Foreign assistance efforts met ungracious response
Source:
Editorial Board // Journal Times (WI)
1 May 2007 // Even as New Orleans continues to struggle to drag itself up from the mud and destruction almost two years now since it was ravaged by Hurricane Katrina there are new reports on how the response to that disaster was mangled by the Bush administration.
Americans are all-too familiar with the delayed rescue and aid response from FEMA and the lack of coordination with state officials when Katrina hit the city and the Gulf Coast. A new report issued over the weekend by Citizens for Responsibility and Ethics, a public interest group in Washington, D.C., showed the administration was bungling the diplomatic end of things as well, rejecting or putting on hold a vast outpouring of offers of manpower, supplies and expertise from other countries.
Some of the incidents - such as the rejection of an offer from Greece for the use of cruise ships for housing of Katrina victims - were reported at the time, but the new study looked at 10,000 pages of cables, telegraphs and e-mails from U.S. diplomats under a Freedom of Information Act request.

_Work to complete_: Rewrite the editorial from "1 May 2007 //" to "from other countries.", swapping "FEMA" for "the Federal Emergency Management Agency". The lines that come next are separate material, not part of the editorial.

_Data extract_:
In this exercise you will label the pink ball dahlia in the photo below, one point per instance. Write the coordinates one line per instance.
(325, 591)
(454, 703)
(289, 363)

_Task answer_:
1 May 2007 // Even as New Orleans continues to struggle to drag itself up from the mud and destruction almost two years now since it was ravaged by Hurricane Katrina there are new reports on how the response to that disaster was mangled by the Bush administration.
Americans are all-too familiar with the delayed rescue and aid response from the Federal Emergency Management Agency and the lack of coordination with state officials when Katrina hit the city and the Gulf Coast. A new report issued over the weekend by Citizens for Responsibility and Ethics, a public interest group in Washington, D.C., showed the administration was bungling the diplomatic end of things as well, rejecting or putting on hold a vast outpouring of offers of manpower, supplies and expertise from other countries.